- TEXT SHOWN -
------------------------------------------------------------
Skip to main content

Overview

The Gr00tSimPolicyWrapper adapts the Gr00tPolicy to work with existing GR00T simulation environments that use flat observation/action keys (e.g., "video.camera_name", "state.joint_positions", "action.joints").
This wrapper is specifically designed for retro-fitting the GR00T policy with existing GR00T simulation infrastructure. If you are building new environments or using custom robots, you should use Gr00tPolicy directly with the nested observation format.

Class definition

gr00t/policy/gr00t_policy.py
class Gr00tSimPolicyWrapper(PolicyWrapper):
    """Wrapper for Gr00tPolicy to enable compatibility with existing Gr00t simulation environments.
    
    Key transformations:
    - Observation keys: 'video.cam' -> observation['video']['cam']
    - Observation keys: 'state.joints' -> observation['state']['joints']
    - Language keys: 'task' or 'annotation.human.coarse_action' -> observation['language']['task']
    - Action keys: action['joints'] -> 'action.joints'
    """

Constructor

policy
Gr00tPolicy
required
The Gr00tPolicy instance to wrap
strict
bool
default:"True"
Whether to enforce strict validation

Methods

get_action

Generate actions from flat observation format.
def get_action(
    self, 
    observation: dict[str, Any], 
    options: dict[str, Any] | None = None
) -> tuple[dict[str, Any], dict[str, Any]]
observation
dict[str, Any]
required
Flat observation dictionary with keys like:
  • "video.camera_name": np.ndarray[np.uint8, (B, T, H, W, C)]
  • "state.state_name": np.ndarray[np.float32, (B, T, D)]
  • "task" or "annotation.human.coarse_action": tuple[str] or list[str] with shape (B,)
options
dict[str, Any] | None
Optional parameters
actions
dict[str, np.ndarray]
Dictionary of action arrays with flat keys like "action.joint_positions" with shape (B, T, D)
info
dict[str, Any]
Additional information dictionary

get_modality_config

Get the modality configuration from the underlying policy.
def get_modality_config(self) -> dict[str, ModalityConfig]
modality_configs
dict[str, ModalityConfig]
Dictionary mapping modality names to their configurations

reset

Reset the wrapped policy.
------------------------------------------------------------
- DATA BLOCK -
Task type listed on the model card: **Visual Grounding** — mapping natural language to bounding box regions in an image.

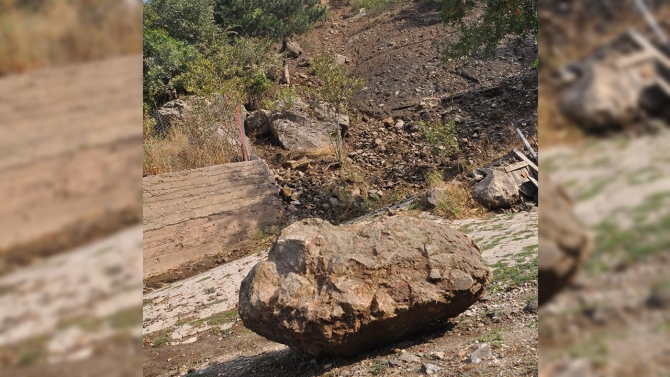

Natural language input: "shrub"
------------------------------------------------------------
- TASK A -
Reproduce the passage of the Gr00tSimPolicyWrapper documentation from "gr00t/policy/gr00t_policy.py" to "Gr00t simulation environments.".
- TASK B -
Answer these from the Gr00tSimPolicyWrapper documentation:
(i) What is the default value of the strict parameter?
(ii) What data type is given for the "video.camera_name" arrays?
(iii) What does get_modality_config return?
- TASK C -
Summarize the Gr00tSimPolicyWrapper documentation in two sentences.

- WRITTEN REPLY A -
gr00t/policy/gr00t_policy.py
class Gr00tSimPolicyWrapper(PolicyWrapper):
    """Wrapper for Gr00tPolicy to enable compatibility with existing Gr00t simulation environments.

- WRITTEN REPLY B -
(i) "True"
(ii) np.uint8
(iii) A dictionary (dict[str, ModalityConfig]) mapping modality names to their configurations

- WRITTEN REPLY C -
The Gr00tSimPolicyWrapper adapts Gr00tPolicy to existing GR00T simulation environments that use flat observation and action keys, while new environments or custom robots should use Gr00tPolicy directly with the nested observation format. Its constructor takes the Gr00tPolicy instance to wrap and a flag for strict validation, and its methods are get_action, which generates actions from flat observations; get_modality_config, which gets the modality configuration from the underlying policy; and reset, which resets the wrapped policy.